(Natural-language object grounding data)
..............................

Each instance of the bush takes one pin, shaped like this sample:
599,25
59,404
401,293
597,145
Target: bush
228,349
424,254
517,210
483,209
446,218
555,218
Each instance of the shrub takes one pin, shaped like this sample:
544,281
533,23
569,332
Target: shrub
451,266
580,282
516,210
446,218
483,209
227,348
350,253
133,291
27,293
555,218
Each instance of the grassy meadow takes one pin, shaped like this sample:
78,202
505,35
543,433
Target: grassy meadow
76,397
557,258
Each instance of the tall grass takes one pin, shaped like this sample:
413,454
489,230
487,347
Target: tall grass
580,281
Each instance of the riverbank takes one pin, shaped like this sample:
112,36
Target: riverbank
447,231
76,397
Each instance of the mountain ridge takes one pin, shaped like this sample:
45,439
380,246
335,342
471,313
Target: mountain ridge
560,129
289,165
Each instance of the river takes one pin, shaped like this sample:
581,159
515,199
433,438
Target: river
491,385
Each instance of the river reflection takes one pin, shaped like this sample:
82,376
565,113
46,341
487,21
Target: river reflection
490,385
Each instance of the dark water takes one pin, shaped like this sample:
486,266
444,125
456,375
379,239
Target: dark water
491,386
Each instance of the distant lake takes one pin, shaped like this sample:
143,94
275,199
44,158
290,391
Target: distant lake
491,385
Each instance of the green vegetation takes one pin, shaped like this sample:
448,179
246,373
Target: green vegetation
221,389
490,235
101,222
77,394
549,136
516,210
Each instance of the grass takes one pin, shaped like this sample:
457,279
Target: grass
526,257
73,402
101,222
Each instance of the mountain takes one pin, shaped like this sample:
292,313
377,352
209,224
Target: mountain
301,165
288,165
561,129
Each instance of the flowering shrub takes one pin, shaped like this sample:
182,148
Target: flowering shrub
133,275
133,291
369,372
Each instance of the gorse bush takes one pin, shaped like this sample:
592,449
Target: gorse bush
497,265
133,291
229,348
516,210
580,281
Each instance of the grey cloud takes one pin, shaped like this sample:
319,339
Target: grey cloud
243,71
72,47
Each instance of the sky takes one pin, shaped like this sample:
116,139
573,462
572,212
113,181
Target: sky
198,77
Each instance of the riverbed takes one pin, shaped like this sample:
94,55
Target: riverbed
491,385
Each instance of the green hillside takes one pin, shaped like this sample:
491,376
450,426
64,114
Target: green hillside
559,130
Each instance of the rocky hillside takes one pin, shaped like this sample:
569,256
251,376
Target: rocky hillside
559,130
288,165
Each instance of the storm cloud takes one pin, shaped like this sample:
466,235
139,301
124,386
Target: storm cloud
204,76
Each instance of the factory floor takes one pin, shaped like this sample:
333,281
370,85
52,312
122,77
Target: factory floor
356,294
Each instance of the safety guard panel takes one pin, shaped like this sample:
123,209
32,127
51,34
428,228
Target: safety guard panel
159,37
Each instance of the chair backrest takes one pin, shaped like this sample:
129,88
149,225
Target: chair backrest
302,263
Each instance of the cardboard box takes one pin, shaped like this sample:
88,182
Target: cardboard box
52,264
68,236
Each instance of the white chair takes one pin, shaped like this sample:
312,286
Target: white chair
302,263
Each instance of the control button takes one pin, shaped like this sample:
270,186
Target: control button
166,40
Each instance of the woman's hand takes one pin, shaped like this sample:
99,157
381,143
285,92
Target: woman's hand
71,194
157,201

..............................

*To do*.
All records shown above are to be given again verbatim.

*Exercise output*.
Each instance of the bush takes one pin, shaped like this sample:
599,25
59,404
401,293
597,145
Target: bush
228,349
424,254
517,210
483,209
446,218
555,218
Each instance of the shrub takes one pin, shaped like this sample:
544,281
533,23
569,332
Target: shrub
451,266
580,282
516,210
446,218
483,209
227,348
350,253
133,291
27,293
555,218
Each instance of the grassy meadow takes one pin, shaped like this sample:
78,202
505,35
543,433
Target: grassy meadow
76,397
557,258
Each instance of the tall grass takes one pin, shaped like this sample:
413,454
489,230
487,347
Target: tall grass
580,281
Each instance of the riverbank takes one pin, shaped like this sample:
112,36
Target: riverbank
447,231
76,397
Each instance of the mountain ridge takes one pin, shaped like this sample:
45,439
380,246
335,342
471,313
Target: mountain ridge
560,129
289,165
Each instance of the river takes one pin, shaped like this sample:
581,159
515,199
433,438
Target: river
491,385
Each instance of the river reflection takes one pin, shaped like this sample:
82,376
565,113
46,341
487,21
Target: river reflection
490,385
Each instance of the dark water takes one pin, shaped like this sample:
486,266
444,125
456,375
379,239
Target: dark water
491,386
Each instance of the distant lake takes one pin, shaped like this sample:
143,94
275,199
44,158
290,391
Target: distant lake
491,385
Each instance of the green vegetation takes one pin, shaped like this sample:
448,179
246,373
Target: green vegetation
221,389
490,235
101,222
77,394
549,136
516,210
Each instance of the grass takes one pin, shaped like this sample:
457,279
Target: grass
526,257
73,402
101,222
Each instance of the mountain takes one pin, shaped like this sample:
292,313
377,352
209,224
Target: mountain
301,165
288,165
561,129
Each instance of the flowering shrub takes one pin, shaped like this sample:
182,148
Target: flowering shrub
133,275
133,291
369,372
Each instance of the gorse bush takes one pin, shaped like this sample:
592,449
Target: gorse bush
497,265
133,291
229,348
516,210
580,281
Each instance of the grey cloud takes one pin, shaped like this sample:
319,339
Target: grey cloud
243,71
72,47
Each instance of the sky takes one pin, shaped like this sample:
116,139
573,462
572,212
113,181
Target: sky
198,77
Each instance of the riverbed takes one pin, shaped like this sample:
94,55
Target: riverbed
491,385
Each instance of the green hillside takes one pin, shaped like this sample:
491,376
450,426
64,114
Target: green hillside
559,130
Each instance of the rocky hillside takes one pin, shaped like this sample:
569,256
251,376
Target: rocky hillside
559,130
288,165
Each instance of the storm cloud takes one pin, shaped like this sample:
466,235
139,301
124,386
Target: storm cloud
204,76
Each instance of the factory floor takes one pin, shaped like this sample:
333,281
370,85
52,312
122,77
Target: factory floor
356,294
Each instance of the safety guard panel takes one pin, shaped like this sample:
123,209
32,127
51,34
428,228
Target: safety guard panel
159,37
Each instance of the chair backrest takes one pin, shaped like this sample:
129,88
149,225
Target: chair backrest
302,263
Each instance of the cardboard box takes one pin, shaped like this sample:
88,182
Target: cardboard box
52,264
68,236
Each instance of the white chair takes one pin, shaped like this sample:
312,286
Target: white chair
302,263
Each instance of the control button takes one pin, shaped like this sample:
270,186
Target: control button
166,40
Each instance of the woman's hand takes one pin, shaped like this sample:
99,157
381,143
285,92
Target: woman's hand
71,194
157,201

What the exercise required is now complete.